_WHAT IS NEEDED_
Pull out every line from the items below that contains the word "shirt", treating uppercase and lowercase as different.
**** TASK DATA ****
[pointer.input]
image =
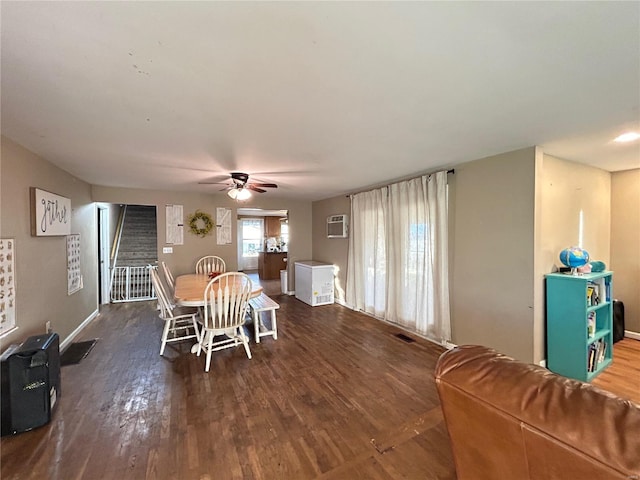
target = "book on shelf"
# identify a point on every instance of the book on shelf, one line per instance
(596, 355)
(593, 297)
****
**** TASK DATA ****
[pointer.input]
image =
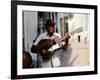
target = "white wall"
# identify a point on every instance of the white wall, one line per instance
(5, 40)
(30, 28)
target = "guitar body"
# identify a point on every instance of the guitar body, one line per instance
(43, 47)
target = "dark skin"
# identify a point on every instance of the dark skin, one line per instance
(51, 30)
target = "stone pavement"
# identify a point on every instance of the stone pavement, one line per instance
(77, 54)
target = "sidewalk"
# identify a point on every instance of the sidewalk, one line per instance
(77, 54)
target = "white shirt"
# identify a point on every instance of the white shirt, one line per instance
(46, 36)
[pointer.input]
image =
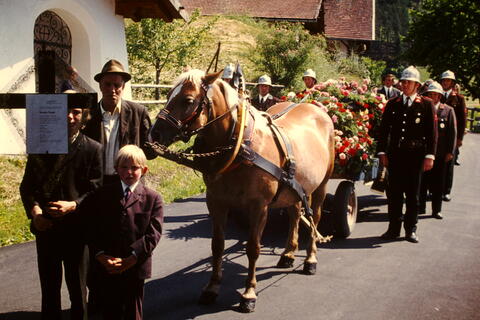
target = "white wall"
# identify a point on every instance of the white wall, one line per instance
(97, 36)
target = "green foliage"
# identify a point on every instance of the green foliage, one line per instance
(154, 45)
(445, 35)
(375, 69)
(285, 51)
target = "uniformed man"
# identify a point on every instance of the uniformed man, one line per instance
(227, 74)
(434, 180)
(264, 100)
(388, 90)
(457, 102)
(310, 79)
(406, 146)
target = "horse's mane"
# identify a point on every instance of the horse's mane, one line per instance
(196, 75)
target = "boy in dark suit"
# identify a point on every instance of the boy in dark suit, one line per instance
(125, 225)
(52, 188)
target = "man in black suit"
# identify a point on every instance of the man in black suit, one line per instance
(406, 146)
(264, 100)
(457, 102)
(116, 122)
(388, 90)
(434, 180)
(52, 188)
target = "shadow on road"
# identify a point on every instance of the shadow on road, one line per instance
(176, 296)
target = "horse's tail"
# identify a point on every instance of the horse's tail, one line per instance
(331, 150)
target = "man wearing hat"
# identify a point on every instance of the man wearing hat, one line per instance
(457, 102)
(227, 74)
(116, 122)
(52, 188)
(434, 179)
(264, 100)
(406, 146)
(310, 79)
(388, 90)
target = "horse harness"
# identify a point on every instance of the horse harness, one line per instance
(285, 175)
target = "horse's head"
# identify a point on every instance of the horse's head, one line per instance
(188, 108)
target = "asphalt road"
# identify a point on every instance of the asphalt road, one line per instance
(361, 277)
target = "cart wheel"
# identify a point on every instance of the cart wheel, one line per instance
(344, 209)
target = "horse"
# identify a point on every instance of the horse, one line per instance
****
**** TASK DATA ****
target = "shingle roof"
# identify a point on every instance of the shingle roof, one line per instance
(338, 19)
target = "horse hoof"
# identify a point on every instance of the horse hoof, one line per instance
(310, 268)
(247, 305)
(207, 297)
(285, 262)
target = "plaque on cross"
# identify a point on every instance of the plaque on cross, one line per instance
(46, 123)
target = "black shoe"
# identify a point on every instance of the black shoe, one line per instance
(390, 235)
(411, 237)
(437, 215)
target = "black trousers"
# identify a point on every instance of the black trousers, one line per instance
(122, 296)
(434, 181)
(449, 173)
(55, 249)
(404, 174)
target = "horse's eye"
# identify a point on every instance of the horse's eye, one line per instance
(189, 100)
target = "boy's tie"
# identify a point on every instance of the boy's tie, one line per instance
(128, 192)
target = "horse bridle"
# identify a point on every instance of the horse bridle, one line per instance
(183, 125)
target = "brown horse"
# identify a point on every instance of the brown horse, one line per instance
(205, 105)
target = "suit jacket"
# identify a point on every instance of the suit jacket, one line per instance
****
_TASK SOLUTION_
target = "white shirt"
# identify a point on every instance of the white shirt, one line per instance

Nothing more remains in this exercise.